## OBJECTIVE
Convert everything from the start of the items down to the line containing "93), (329, 91)]", that line included, into a Markdown table with the columns Number and Content. Put one line per row and omit blank lines.

# Start of MATERIAL FOR THIS EXERCISE

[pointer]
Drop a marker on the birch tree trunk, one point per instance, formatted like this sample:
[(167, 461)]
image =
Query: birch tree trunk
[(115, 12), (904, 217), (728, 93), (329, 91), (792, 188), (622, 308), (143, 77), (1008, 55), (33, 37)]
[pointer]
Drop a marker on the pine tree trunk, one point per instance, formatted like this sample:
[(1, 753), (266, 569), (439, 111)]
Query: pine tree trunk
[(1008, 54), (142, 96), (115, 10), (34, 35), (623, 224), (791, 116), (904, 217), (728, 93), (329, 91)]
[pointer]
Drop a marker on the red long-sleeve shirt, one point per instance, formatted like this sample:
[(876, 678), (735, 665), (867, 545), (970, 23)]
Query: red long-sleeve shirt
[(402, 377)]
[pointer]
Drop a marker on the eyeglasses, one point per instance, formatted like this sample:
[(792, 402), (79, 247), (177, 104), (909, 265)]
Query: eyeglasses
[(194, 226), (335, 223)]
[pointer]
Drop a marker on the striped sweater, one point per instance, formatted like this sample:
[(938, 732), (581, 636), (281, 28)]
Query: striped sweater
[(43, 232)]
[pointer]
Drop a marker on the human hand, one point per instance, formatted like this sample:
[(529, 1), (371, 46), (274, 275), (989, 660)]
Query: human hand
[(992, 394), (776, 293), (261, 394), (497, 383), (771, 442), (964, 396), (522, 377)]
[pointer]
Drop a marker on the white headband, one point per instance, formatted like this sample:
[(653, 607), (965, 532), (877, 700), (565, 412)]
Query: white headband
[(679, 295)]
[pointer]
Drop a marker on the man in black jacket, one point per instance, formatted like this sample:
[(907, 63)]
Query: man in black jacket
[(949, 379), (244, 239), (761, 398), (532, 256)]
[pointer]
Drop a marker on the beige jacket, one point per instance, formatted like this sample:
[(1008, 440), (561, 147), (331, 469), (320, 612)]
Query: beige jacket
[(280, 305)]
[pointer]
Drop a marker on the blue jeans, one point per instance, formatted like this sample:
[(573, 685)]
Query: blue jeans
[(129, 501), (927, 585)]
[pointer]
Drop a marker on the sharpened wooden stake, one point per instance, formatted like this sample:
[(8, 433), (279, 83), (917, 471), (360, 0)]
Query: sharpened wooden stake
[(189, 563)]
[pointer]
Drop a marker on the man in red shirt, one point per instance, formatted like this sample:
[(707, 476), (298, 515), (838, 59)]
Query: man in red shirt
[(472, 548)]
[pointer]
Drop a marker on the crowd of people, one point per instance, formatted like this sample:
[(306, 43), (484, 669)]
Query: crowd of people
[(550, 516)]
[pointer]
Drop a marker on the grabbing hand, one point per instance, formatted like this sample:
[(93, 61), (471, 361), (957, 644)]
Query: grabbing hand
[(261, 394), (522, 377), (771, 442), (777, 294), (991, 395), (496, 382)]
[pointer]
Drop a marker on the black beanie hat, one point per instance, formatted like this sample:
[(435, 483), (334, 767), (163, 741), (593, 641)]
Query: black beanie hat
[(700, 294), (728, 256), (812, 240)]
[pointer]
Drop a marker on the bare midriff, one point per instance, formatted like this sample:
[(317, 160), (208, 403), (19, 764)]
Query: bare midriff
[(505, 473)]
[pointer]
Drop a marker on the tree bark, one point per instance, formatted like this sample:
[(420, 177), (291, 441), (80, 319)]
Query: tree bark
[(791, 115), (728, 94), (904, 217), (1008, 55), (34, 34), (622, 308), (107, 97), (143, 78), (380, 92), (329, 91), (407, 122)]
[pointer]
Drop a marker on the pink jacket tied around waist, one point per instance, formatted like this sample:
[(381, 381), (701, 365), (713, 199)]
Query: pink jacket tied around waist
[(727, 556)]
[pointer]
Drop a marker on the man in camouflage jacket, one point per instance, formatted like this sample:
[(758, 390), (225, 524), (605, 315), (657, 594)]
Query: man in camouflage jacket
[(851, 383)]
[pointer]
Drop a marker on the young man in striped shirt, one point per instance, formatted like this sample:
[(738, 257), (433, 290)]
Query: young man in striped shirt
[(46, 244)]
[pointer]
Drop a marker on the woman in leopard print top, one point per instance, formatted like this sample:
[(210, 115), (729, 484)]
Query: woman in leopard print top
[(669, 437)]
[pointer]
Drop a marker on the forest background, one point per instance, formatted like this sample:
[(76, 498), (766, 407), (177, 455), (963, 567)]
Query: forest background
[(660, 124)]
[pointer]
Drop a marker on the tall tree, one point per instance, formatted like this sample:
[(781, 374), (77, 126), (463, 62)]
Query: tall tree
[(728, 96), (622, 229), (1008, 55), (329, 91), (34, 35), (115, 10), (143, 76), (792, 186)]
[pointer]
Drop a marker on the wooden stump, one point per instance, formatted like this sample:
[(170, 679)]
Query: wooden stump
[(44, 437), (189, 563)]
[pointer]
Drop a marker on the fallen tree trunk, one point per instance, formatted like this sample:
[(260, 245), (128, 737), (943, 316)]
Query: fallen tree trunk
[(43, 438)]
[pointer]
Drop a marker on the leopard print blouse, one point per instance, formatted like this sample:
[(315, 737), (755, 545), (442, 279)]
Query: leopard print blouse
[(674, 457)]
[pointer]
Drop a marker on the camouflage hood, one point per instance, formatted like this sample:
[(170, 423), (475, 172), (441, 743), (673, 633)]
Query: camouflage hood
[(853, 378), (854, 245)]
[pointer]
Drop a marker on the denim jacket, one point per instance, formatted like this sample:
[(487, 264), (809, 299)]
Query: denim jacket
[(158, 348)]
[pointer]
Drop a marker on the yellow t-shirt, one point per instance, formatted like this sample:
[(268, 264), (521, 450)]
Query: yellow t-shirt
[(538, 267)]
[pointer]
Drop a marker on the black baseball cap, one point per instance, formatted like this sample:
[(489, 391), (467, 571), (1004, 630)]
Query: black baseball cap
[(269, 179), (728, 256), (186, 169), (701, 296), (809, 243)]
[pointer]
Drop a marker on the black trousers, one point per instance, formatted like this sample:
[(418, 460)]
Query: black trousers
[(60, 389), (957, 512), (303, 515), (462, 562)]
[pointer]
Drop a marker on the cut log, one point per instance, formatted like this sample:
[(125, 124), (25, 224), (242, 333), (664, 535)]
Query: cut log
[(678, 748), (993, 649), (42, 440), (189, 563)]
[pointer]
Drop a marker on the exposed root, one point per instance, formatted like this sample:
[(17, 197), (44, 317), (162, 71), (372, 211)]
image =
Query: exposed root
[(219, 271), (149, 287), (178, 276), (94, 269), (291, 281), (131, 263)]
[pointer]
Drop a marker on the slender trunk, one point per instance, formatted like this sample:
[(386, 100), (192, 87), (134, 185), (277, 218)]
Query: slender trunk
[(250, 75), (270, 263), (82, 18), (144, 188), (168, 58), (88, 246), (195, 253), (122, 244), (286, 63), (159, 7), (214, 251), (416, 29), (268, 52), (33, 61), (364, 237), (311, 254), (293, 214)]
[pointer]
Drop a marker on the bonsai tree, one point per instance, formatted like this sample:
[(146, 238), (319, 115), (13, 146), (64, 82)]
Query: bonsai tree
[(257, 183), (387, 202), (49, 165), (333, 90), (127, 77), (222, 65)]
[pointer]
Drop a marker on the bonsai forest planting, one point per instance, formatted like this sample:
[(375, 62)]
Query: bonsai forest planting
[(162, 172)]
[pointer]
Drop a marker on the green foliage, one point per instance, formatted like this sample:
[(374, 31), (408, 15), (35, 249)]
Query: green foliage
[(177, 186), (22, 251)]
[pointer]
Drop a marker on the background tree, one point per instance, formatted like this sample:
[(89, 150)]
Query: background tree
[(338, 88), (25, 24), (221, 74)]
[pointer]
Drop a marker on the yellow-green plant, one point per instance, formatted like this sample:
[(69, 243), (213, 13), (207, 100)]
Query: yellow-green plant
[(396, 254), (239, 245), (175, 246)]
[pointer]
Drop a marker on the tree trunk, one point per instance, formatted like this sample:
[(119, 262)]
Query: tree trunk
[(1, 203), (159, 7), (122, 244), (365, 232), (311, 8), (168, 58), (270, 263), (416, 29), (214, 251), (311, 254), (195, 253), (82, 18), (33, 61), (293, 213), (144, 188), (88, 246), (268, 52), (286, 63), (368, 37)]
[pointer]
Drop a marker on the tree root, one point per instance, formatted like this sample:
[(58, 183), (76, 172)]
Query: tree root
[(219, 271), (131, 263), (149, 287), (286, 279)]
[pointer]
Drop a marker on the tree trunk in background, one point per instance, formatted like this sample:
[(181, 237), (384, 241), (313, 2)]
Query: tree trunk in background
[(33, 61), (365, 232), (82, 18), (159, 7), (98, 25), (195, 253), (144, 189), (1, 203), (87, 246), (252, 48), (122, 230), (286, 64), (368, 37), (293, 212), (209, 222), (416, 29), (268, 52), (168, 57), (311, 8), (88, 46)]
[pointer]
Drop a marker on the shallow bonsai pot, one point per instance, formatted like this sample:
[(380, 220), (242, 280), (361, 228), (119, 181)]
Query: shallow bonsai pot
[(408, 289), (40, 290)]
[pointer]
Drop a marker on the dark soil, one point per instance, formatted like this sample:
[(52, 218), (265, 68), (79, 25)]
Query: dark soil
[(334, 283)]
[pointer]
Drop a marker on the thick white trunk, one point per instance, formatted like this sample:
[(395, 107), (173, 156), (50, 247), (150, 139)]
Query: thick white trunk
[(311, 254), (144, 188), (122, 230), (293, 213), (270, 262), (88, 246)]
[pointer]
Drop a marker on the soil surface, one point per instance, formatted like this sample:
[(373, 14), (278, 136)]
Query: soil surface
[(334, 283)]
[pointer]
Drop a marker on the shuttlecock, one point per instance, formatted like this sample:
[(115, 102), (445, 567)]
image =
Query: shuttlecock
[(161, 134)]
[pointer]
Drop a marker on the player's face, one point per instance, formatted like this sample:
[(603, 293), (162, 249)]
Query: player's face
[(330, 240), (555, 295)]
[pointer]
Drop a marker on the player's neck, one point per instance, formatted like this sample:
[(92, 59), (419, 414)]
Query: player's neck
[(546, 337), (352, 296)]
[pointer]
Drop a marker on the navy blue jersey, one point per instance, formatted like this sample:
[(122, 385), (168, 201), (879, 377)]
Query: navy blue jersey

# End of MATERIAL FOR THIS EXERCISE

## RESULT FOR THIS EXERCISE
| Number | Content |
|---|---|
| 1 | [pointer] |
| 2 | Drop a marker on the birch tree trunk, one point per instance, formatted like this sample: |
| 3 | [(167, 461)] |
| 4 | image = |
| 5 | Query: birch tree trunk |
| 6 | [(115, 12), (904, 217), (728, 93), (329, 91), (792, 188), (622, 308), (143, 77), (1008, 55), (33, 37)] |
| 7 | [pointer] |
| 8 | Drop a marker on the pine tree trunk, one point per instance, formatted like this sample: |
| 9 | [(1, 753), (266, 569), (439, 111)] |
| 10 | Query: pine tree trunk |
| 11 | [(1008, 54), (142, 96), (115, 10), (34, 35), (623, 224), (791, 116), (904, 217), (728, 93), (329, 91)] |